Problem statement:
Copy out every one of the records below, keeping each line unchanged.
── Given records
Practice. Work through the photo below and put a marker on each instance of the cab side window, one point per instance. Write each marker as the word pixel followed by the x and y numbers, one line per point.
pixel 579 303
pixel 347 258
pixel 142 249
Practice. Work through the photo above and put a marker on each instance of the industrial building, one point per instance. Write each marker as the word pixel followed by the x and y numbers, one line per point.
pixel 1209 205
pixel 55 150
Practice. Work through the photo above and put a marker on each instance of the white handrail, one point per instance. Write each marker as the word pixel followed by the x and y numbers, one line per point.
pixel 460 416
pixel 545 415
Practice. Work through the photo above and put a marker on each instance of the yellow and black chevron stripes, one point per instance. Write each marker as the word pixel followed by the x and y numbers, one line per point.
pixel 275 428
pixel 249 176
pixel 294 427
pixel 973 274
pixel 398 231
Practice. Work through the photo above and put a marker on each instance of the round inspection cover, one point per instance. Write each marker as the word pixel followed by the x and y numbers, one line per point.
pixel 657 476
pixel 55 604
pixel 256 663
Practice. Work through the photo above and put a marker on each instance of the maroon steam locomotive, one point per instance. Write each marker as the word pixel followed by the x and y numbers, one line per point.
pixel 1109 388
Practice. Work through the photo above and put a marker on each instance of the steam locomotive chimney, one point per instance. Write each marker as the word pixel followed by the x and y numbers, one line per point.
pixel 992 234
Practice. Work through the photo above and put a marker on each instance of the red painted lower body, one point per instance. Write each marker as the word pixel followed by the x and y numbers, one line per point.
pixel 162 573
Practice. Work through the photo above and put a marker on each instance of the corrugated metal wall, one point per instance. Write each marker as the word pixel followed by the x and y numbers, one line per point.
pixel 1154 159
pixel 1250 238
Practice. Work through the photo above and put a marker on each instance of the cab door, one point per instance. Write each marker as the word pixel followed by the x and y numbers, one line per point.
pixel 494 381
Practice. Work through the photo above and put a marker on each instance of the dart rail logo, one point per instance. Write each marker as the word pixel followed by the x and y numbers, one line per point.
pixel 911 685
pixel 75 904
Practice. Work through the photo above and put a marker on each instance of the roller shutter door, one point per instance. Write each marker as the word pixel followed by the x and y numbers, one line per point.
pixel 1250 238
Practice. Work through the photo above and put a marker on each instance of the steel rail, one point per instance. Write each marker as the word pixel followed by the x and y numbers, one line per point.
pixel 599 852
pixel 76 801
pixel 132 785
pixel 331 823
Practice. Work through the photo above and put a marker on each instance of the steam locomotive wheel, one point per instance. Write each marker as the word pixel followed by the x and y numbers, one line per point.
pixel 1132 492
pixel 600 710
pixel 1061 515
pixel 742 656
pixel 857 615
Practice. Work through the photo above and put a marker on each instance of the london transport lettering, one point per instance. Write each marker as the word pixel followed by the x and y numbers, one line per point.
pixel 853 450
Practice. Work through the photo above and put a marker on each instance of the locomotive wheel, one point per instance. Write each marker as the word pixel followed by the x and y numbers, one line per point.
────
Solution below:
Practice. Work through the photo below and put a marker on each instance of the cab side window, one point per instance. Write each marker as the word pixel followed by the x and y numbers, one line per point.
pixel 579 303
pixel 347 258
pixel 142 249
Practice. Work through the photo above and put a marker on each instance of the industrial building, one point per instance. Write each marker as the word pixel followed by the x and y numbers, one line per point.
pixel 1209 205
pixel 55 150
Practice. Work through the photo above and put a marker on each instance of the white handrail, one point per instance. Write each marker as the word pixel followed by the x and y numbers, one line per point.
pixel 460 416
pixel 545 415
Practice. Work through the photo above and put a marker on each instance of the yellow and black chevron stripes, one point per instance. Write each marker as the word pixel followed by the x and y numbers, one line per point.
pixel 275 428
pixel 249 176
pixel 294 427
pixel 973 274
pixel 398 231
Practice. Work through the photo above and put a marker on each instance of the round inspection cover, one point per instance. Write each marker as the word pixel followed by the x and y numbers, one line per point.
pixel 657 476
pixel 55 604
pixel 256 663
Practice. Work through the photo above and put a marker on each instance of the maroon steam locomotive, one point per instance. Write each marker as the word pixel followed by the x and y numbers, one line per point.
pixel 1109 388
Practice. Work through the photo above and put a marker on each instance of the steam locomotive chimney, one point per instance. Write each marker as the word pixel followed by the x and y numbers, one line per point.
pixel 992 234
Practice. Work through the photo above and put a marker on each instance of the red painted lower body, one point per instance. Write each marker as the word pixel followed by the x and y numbers, one line per point.
pixel 162 573
Practice. Work through the photo above and put a marker on each instance of the corrugated metal wall, one point per instance. Write each marker as the word pixel followed by the x and y numbers, one line per point.
pixel 1154 159
pixel 1250 238
Practice. Work through the photo above and put a marker on each instance of the cab door, one point per instance. Write each marker as the word pixel followed by the x and y numbers, one line per point.
pixel 494 381
Practice. Work through the photo above and put a marker on each instance of the dart rail logo, one point per instance. Write each marker as the word pixel followed by the x and y numbers, one line per point.
pixel 911 685
pixel 75 904
Practice. Work through the photo above and put a marker on each instance of the roller shutter door, one point per instance. Write each marker as the word pixel followed by the x and y numbers, one line per point.
pixel 1250 238
Practice. Work through the photo above and put a marker on each instance of the steel rail, one point per instance. Write each marker as the word pixel followed by the x and y numbers, one line per point.
pixel 599 852
pixel 76 801
pixel 132 785
pixel 331 823
Practice. Work through the photo above and put a marker on each instance of the steam locomotive wheel, one point per instance. Write each marker as the word pixel followed by the x and y numbers, one line per point.
pixel 1132 492
pixel 600 710
pixel 1061 515
pixel 742 656
pixel 857 615
Practice. Work through the photo above and put a marker on each instance of the london transport lettering, one point per instance. Write each marker as the word pixel followed by the x and y numbers, one line per point.
pixel 853 450
Practice. Work through the photo above and put a marker on each instance of the locomotive wheel, one point per instance. Write each marker as the word pixel followed by the x and y numbers, one line per point.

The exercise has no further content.